All records below are to be set down exactly, each character intact.
__________________________________________________
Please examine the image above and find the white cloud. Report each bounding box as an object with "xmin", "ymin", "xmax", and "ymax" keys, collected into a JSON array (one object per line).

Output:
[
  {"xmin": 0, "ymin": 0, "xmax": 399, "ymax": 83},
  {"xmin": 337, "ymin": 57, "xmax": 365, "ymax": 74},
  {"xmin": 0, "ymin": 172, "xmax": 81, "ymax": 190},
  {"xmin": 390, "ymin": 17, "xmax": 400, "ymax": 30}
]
__________________________________________________
• **Solved exercise**
Please examine the image above and find the white cloud. Report each bounding box as an object with "xmin", "ymin", "xmax", and "ymax" keys, collected into a JSON array (one object per line).

Output:
[
  {"xmin": 0, "ymin": 0, "xmax": 399, "ymax": 83},
  {"xmin": 337, "ymin": 57, "xmax": 365, "ymax": 74},
  {"xmin": 0, "ymin": 172, "xmax": 81, "ymax": 190},
  {"xmin": 390, "ymin": 17, "xmax": 400, "ymax": 30}
]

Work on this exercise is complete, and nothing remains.